• [WHAT THE EXERCISE ASKS]: Please write out, word for word, everything from the line containing "Target — glass of milk" down to the end of the entries, with both of those ends included.

• [RECORDS]:
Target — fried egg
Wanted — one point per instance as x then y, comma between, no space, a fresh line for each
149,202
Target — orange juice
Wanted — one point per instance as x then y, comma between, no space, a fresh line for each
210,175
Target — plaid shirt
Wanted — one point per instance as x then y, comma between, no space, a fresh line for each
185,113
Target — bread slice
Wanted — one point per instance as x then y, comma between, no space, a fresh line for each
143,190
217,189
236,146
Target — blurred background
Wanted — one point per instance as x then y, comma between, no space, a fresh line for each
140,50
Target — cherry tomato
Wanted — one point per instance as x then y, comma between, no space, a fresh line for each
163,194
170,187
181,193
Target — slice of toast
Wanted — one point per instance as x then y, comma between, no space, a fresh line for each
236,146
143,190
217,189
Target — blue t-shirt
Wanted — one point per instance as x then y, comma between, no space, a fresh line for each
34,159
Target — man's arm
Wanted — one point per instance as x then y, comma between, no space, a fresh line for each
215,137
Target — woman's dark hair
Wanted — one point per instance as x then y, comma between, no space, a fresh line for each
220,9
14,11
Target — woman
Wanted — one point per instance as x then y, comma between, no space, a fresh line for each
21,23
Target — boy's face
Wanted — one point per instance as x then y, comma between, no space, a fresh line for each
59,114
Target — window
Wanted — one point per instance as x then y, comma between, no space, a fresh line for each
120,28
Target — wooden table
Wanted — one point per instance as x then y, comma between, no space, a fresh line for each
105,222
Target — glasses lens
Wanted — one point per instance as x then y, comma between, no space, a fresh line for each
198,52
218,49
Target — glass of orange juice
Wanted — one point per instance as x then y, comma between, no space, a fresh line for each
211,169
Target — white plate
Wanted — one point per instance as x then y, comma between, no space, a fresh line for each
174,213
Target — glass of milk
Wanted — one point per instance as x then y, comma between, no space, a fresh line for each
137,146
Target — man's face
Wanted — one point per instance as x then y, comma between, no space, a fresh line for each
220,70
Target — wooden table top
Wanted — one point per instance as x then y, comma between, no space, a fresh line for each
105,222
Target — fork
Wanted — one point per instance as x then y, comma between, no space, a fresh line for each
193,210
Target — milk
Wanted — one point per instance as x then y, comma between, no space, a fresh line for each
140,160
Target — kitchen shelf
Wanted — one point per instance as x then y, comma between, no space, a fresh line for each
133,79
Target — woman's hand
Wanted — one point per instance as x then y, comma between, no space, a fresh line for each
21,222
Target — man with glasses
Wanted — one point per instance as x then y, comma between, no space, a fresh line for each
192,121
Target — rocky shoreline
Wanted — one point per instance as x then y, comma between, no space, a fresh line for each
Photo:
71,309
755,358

• [FULL RESPONSE]:
Target — glass of milk
Wanted — one point per instance as x then y, comma between, no space, a fresh line for each
137,146
Target — man's face
Wanted — one point per instance as x then y, comma between, no space, a fresh line for each
220,70
Target — wooden table top
Wanted — one point per instance as x then y, comma between, no space, a fresh line for each
105,222
Target — fork
Wanted — one point per instance as x then y, comma between, no space, a fresh line for each
193,210
Target — milk
Wanted — one point per instance as x then y, comma between, no space, a fresh line for each
140,160
Target — kitchen shelf
Wanted — one point per instance as x then y, comma between, no space, a fresh line for each
133,79
Target — woman's hand
Wanted — one point per instance as x then y, comma between, no space, a fresh line for each
21,222
Target — man with glasses
Wanted — one point per instance as x then y, comma between, no space, a fresh line for each
192,121
Target — rocky shoreline
Wanted — one point per instance as x then y, comma between, no space, a fresh line for each
Photo:
71,309
755,358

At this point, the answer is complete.